Problem requirements
Repeat the entries exactly, keeping every line as it is.

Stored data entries
>>>>>

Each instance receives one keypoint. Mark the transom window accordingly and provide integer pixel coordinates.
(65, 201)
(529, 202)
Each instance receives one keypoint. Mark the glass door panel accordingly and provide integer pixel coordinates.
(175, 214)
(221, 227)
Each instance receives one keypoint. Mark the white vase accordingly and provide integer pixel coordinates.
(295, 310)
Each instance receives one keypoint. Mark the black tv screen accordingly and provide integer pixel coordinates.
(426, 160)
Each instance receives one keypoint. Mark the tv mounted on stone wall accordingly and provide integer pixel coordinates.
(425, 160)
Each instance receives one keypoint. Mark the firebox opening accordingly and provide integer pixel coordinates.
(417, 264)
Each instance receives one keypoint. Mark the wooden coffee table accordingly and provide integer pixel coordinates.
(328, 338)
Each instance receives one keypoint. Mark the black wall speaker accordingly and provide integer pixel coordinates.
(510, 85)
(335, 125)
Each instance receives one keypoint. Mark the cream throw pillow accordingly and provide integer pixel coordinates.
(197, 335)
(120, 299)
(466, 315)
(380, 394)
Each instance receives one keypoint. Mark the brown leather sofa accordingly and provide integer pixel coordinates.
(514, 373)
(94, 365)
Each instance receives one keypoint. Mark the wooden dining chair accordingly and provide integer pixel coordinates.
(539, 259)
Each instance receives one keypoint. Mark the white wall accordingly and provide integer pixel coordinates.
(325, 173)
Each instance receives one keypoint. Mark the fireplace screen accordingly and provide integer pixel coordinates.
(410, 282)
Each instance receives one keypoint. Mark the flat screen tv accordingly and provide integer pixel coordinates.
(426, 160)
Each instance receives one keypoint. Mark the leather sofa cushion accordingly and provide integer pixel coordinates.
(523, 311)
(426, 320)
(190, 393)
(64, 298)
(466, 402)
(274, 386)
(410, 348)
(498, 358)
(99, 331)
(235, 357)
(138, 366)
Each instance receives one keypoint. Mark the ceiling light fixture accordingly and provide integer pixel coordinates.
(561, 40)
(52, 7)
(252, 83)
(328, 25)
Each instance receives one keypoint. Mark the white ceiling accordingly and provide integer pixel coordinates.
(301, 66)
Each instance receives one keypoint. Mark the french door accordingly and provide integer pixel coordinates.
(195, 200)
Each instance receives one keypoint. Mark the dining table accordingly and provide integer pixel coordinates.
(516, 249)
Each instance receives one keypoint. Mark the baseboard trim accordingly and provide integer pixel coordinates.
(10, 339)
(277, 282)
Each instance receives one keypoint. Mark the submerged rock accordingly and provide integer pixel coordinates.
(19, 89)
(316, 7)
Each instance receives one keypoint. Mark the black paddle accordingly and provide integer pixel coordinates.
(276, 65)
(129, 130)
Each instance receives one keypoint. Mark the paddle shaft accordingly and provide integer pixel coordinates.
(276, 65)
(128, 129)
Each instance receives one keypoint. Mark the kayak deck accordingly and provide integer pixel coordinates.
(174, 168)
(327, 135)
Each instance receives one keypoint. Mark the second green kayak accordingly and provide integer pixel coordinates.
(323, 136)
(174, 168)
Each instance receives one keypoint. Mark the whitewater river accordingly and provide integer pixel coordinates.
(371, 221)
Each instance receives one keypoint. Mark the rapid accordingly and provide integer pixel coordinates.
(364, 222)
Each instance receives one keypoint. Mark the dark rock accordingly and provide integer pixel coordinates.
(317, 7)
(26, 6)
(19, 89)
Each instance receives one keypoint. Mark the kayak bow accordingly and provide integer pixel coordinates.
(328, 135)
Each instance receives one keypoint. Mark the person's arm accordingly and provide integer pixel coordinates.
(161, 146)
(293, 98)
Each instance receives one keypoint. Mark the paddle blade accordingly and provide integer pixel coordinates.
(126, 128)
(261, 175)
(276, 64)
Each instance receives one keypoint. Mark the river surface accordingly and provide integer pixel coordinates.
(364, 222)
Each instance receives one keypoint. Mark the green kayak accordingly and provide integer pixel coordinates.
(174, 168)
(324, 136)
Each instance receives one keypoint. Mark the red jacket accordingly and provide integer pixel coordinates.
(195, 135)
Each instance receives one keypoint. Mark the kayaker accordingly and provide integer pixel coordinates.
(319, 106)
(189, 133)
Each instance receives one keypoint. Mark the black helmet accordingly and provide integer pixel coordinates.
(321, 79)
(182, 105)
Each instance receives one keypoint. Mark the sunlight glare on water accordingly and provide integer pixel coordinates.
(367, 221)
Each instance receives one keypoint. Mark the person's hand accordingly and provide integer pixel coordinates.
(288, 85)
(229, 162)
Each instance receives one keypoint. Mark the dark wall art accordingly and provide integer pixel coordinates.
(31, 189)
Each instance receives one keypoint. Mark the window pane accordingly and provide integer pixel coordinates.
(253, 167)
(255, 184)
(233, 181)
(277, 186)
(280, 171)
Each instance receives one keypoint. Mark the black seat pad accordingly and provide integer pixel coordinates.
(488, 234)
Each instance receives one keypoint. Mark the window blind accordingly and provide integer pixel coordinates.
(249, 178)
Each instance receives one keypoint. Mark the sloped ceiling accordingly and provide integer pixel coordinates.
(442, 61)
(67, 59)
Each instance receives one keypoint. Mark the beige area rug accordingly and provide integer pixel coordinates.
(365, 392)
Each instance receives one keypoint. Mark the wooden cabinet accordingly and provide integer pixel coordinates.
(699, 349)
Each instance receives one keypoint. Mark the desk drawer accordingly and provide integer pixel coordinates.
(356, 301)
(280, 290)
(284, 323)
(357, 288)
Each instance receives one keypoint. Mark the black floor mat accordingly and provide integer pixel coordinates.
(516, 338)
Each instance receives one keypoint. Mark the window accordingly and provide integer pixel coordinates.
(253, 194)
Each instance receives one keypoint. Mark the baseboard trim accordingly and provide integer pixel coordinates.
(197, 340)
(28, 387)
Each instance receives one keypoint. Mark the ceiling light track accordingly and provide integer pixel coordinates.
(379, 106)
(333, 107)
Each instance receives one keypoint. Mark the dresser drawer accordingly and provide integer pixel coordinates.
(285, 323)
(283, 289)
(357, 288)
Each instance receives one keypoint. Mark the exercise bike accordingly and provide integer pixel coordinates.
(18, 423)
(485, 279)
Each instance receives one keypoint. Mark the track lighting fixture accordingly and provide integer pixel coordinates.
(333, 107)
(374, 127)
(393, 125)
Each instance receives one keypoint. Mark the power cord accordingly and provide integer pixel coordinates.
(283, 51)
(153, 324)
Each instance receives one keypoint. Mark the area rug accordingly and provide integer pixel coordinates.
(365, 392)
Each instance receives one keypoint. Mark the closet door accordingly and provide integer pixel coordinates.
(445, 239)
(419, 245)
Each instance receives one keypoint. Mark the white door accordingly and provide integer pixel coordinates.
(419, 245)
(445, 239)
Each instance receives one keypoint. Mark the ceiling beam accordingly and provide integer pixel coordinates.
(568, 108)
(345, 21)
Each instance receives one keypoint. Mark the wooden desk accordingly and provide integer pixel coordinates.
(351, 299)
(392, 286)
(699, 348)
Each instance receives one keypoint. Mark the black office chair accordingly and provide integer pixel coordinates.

<<<<<

Exercise solution
Each instance receives one keypoint. Mark the transom window accordingly and provide integer pixel coordinates.
(65, 201)
(529, 202)
Each instance receives one keypoint. Mark the glass door panel accordingly and provide integer pixel coordinates.
(175, 214)
(221, 227)
Each instance receives one keypoint. Mark the white vase accordingly and provide integer pixel coordinates.
(295, 310)
Each instance receives one keypoint. Mark the black tv screen accordingly and provide integer pixel coordinates.
(426, 160)
Each instance receives one keypoint. Mark the tv mounted on stone wall accordingly and provide integer pixel coordinates.
(425, 160)
Each instance receives one keypoint. Mark the firebox opening accordingly and provide integer pixel coordinates.
(417, 264)
Each instance receives one keypoint. Mark the wooden coffee table accordingly and provide integer pixel coordinates.
(328, 338)
Each instance receives one keypoint. Mark the black wall speaker accordingly and provide integer pixel coordinates.
(510, 85)
(335, 125)
Each instance receives one keypoint. Mark the cream throw pillow accordingly and provide integer pixel coordinates.
(197, 335)
(120, 299)
(466, 315)
(380, 394)
Each instance receives one keypoint. Mark the brown leather sofa accordingly and provide integer pixel coordinates.
(514, 373)
(94, 365)
Each instance receives one keypoint. Mark the wooden dining chair accordingly and provide integer pixel coordinates.
(539, 259)
Each instance receives one keypoint. Mark the white wall accordingly and provide integer pixel coordinates.
(325, 173)
Each instance receives one keypoint. Mark the fireplace screen accordingly and provide integer pixel coordinates.
(410, 282)
Each instance receives one keypoint. Mark the flat screen tv accordingly and provide integer pixel coordinates.
(426, 160)
Each instance receives one keypoint. Mark the leather sofa cushion accordingly and provide integer pixel coordinates.
(523, 311)
(426, 320)
(190, 393)
(64, 298)
(466, 402)
(274, 386)
(410, 348)
(498, 358)
(99, 331)
(235, 357)
(138, 366)
Each instance receives one keypoint. Mark the ceiling light fixture accordingly and provide integer pixel coordinates.
(561, 40)
(52, 7)
(252, 83)
(328, 25)
Each instance receives one keypoint. Mark the white ceiling accordingly and provide integer pixel coordinates.
(301, 66)
Each instance receives one keypoint. Mark the french door accordingly and provide integer pixel coordinates.
(195, 200)
Each instance receives one keypoint. Mark the dining table accordingly and provide integer pixel coordinates.
(516, 249)
Each instance receives one keypoint. Mark the baseboard trim accordingly and provide integer pixel coordinates.
(10, 339)
(277, 282)
Each instance receives one keypoint. Mark the submerged rock accordingly and provide integer pixel coordinates.
(19, 89)
(316, 7)
Each instance receives one keypoint. Mark the black paddle accordingly and provide integer pixel coordinates.
(276, 65)
(129, 130)
Each instance receives one keypoint. Mark the paddle shaft accordingly and provide integer pixel coordinates.
(276, 65)
(128, 129)
Each instance receives one keypoint. Mark the kayak deck accordingly and provide integer pixel coordinates.
(174, 168)
(327, 135)
Each instance receives one keypoint. Mark the second green kayak accordingly and provide integer pixel coordinates.
(323, 136)
(174, 168)
Each instance receives one keypoint. Mark the whitewater river accordingly and provide integer pixel coordinates.
(371, 221)
Each instance receives one keypoint. Mark the rapid accordingly and provide integer pixel coordinates.
(364, 222)
Each instance receives one keypoint. Mark the dark rock accordingly and provide integer pixel coordinates.
(317, 7)
(26, 6)
(19, 89)
Each instance receives one keypoint. Mark the kayak bow accordingly and provide integer pixel coordinates.
(328, 135)
Each instance receives one keypoint. Mark the person's arm accordingly and provide integer pixel coordinates.
(161, 146)
(293, 98)
Each instance receives one keypoint. Mark the paddle blade accordingly and provide integer pixel coordinates.
(126, 128)
(261, 175)
(276, 64)
Each instance receives one keypoint. Mark the river surface accordingly and provide integer pixel coordinates.
(364, 222)
Each instance receives one keypoint. Mark the green kayak accordingly and provide integer pixel coordinates.
(174, 168)
(324, 136)
Each instance receives one keypoint. Mark the red jacket accordingly and provide integer pixel coordinates.
(195, 135)
Each instance receives one keypoint. Mark the kayaker accordingly and provide integer pixel coordinates.
(319, 106)
(189, 133)
Each instance receives one keypoint. Mark the black helmet accordingly and provide integer pixel coordinates.
(321, 79)
(182, 105)
Each instance receives one keypoint. Mark the sunlight glare on water accordingly and provide integer pixel coordinates.
(367, 221)
Each instance receives one keypoint. Mark the person's hand accordingly and provide integer pixel coordinates.
(288, 85)
(229, 162)
Each instance receives one keypoint. Mark the dark wall art accordingly and provide integer pixel coordinates.
(31, 189)
Each instance receives one keypoint. Mark the window pane accordingly and provide integer pixel coordinates.
(253, 167)
(255, 184)
(233, 181)
(277, 186)
(280, 171)
Each instance receives one keypoint. Mark the black seat pad accordingly and provide integer pixel coordinates.
(488, 234)
Each instance receives one keypoint. Mark the window blind accordingly and provide integer pixel coordinates.
(249, 178)
Each instance receives one keypoint. Mark the sloped ceiling accordingly and provide integer pixel coordinates.
(442, 61)
(67, 59)
Each instance receives one keypoint. Mark the beige area rug accordingly and provide integer pixel coordinates.
(365, 392)
Each instance receives one keypoint. Mark the wooden cabinet accordingly and provide integer pixel coordinates.
(699, 349)
Each instance receives one keypoint. Mark the desk drawer accordingly and provide integer pixel coordinates.
(356, 301)
(280, 290)
(284, 323)
(357, 288)
Each instance receives one keypoint. Mark the black floor mat accordingly and provide integer pixel coordinates.
(516, 338)
Each instance receives one keypoint. Mark the window accordingly and provide integer pixel coordinates.
(253, 194)
Each instance receives one keypoint. Mark the baseboard trim accordingly and provide integer pixel coordinates.
(197, 340)
(28, 387)
Each instance receives one keypoint. Mark the ceiling light track accordingly and provide integer pixel coordinates.
(379, 106)
(333, 107)
Each instance receives one keypoint. Mark the dresser drawer accordingly and provide integer pixel coordinates.
(285, 323)
(283, 289)
(357, 288)
Each instance receives one keypoint. Mark the exercise bike accordingly and provide integer pixel coordinates.
(18, 423)
(485, 279)
Each instance receives one keypoint. Mark the track lighting fixture accordingly and provide integer pixel coordinates.
(333, 107)
(374, 127)
(393, 125)
Each instance receives one keypoint. Mark the power cord accordingly and provide integer pixel coordinates.
(283, 51)
(153, 324)
Each instance receives one keypoint. Mark the area rug accordingly and provide integer pixel coordinates.
(365, 392)
Each instance receives one keypoint. Mark the closet door accordingly and provide integer pixel coordinates.
(445, 239)
(419, 245)
Each instance receives one keypoint. Mark the white door accordingly and provide integer pixel coordinates.
(419, 245)
(445, 239)
Each instance receives one keypoint. Mark the ceiling beam accordingly and provide integer pixel coordinates.
(568, 108)
(345, 21)
Each instance receives one keypoint. Mark the wooden desk accordingly and provide integer pixel coordinates.
(351, 299)
(392, 286)
(699, 348)
Each instance receives one keypoint. Mark the black office chair accordingly and provide integer pixel coordinates.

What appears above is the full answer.